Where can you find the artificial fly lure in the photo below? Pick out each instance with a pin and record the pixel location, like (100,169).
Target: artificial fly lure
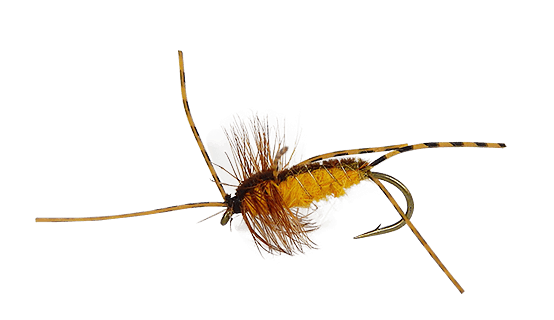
(276,200)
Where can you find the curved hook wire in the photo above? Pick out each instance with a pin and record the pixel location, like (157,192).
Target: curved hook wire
(409,201)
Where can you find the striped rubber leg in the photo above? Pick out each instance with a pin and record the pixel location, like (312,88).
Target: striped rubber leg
(350,152)
(430,145)
(136,214)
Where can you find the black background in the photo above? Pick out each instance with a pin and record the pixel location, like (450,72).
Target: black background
(113,138)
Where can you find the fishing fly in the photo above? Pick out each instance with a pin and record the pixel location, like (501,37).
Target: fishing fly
(279,202)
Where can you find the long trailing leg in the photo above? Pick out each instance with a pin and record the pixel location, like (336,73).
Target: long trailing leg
(136,214)
(193,126)
(430,145)
(376,177)
(351,152)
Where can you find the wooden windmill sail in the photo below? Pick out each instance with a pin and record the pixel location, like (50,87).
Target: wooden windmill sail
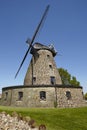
*-*-*
WHAT IS REQUIRED
Reproduce the listing above verbatim, every line, leaving out the pictures.

COMPLETE RESPONSE
Where can you find the artificial fly lure in the photo below? Pick out each instance with a pin and record the pixel location, like (100,169).
Target: artificial fly lure
(276,200)
Where can you find the curved hook wire in the photo above? Pick out each instance with a pin and record the pixel location, like (157,192).
Target: curved hook wire
(409,201)
Where can you find the striped rubber leg in the photo above? Pick out each instance with a pin and record the pixel location, like (312,88).
Target: striped rubber leg
(350,152)
(430,145)
(136,214)
Where can you find the black background in the photo above? Pick out each instance with a pin and record the pixel location, like (450,72).
Target: black background
(113,138)
Where can you find the fishing fly in the photo above? Pick out each instance with a pin and record the pixel location, like (501,37).
Target: fishing fly
(279,202)
Where can you find the long trailing leg in the photo above? Pick out each instance with a pin and record the pixel location, like (336,73).
Target: long trailing leg
(136,214)
(193,126)
(430,145)
(376,177)
(351,152)
Where can you find the wooden windmill sail in the photo below? Pick out each instance with a pin and record the pixel location, like (50,87).
Target: wooden windmill sail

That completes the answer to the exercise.